▸ Task objective
Please gather every line below that contains the string "gable" and copy each one out in full.

▸ Listing

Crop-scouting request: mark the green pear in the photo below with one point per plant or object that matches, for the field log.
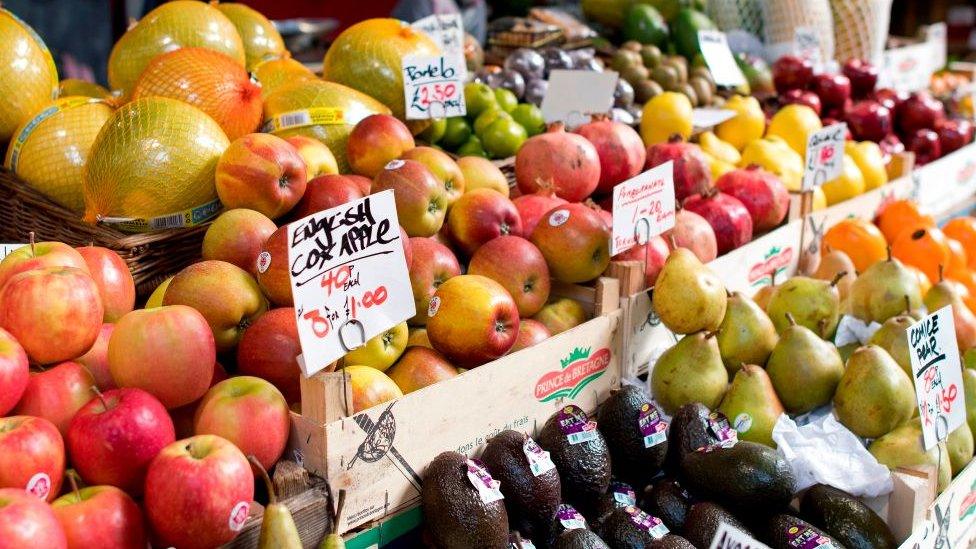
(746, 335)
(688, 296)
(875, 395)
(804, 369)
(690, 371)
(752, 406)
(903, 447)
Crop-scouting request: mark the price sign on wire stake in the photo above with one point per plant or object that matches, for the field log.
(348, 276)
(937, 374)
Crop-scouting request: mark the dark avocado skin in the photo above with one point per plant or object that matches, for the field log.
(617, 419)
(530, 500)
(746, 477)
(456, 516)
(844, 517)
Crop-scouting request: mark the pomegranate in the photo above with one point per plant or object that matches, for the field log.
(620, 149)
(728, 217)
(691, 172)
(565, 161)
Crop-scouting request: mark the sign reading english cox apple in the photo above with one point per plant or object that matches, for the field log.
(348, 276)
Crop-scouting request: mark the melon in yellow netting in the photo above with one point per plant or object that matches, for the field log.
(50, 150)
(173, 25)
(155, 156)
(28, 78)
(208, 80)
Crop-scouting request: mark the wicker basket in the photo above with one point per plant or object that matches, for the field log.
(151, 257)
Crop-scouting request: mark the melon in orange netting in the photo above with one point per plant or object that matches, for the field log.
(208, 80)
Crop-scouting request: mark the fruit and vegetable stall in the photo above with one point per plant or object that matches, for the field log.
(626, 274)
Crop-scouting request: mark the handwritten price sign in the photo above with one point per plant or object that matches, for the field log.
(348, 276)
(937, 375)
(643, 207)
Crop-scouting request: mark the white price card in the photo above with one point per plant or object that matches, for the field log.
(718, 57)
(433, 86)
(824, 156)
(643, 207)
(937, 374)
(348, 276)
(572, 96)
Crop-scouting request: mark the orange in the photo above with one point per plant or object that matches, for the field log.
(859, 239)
* * *
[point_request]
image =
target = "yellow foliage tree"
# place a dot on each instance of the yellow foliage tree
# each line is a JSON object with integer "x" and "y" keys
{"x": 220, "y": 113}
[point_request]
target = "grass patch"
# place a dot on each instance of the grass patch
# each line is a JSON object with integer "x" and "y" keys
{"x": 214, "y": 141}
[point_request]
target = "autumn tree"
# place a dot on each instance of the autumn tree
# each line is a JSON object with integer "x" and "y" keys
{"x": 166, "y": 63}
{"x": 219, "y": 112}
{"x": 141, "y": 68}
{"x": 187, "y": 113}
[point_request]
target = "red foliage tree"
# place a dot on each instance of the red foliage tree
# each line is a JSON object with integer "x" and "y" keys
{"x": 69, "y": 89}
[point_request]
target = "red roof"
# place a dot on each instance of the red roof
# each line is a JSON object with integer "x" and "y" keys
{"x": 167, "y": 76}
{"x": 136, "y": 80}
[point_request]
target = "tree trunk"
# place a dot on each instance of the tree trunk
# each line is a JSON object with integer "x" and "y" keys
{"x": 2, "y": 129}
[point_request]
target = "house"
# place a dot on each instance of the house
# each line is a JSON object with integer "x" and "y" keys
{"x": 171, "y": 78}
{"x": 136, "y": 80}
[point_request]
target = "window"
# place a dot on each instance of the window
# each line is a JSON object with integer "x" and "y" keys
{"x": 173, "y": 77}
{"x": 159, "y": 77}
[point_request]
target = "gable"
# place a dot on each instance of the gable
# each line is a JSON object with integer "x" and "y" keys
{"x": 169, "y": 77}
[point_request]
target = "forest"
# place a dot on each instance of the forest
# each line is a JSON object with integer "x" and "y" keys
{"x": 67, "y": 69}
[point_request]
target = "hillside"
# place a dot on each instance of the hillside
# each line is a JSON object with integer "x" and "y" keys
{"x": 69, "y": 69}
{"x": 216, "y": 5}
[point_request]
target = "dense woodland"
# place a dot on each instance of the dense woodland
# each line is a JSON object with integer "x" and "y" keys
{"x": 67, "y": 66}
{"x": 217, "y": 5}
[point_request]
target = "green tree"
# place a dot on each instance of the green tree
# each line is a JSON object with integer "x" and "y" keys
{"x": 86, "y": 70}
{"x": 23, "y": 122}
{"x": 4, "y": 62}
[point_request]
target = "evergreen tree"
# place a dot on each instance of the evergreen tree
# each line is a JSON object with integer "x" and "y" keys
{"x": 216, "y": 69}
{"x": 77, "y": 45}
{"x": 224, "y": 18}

▸ Completed exercise
target = "gable"
# place a dot on each instance of the gable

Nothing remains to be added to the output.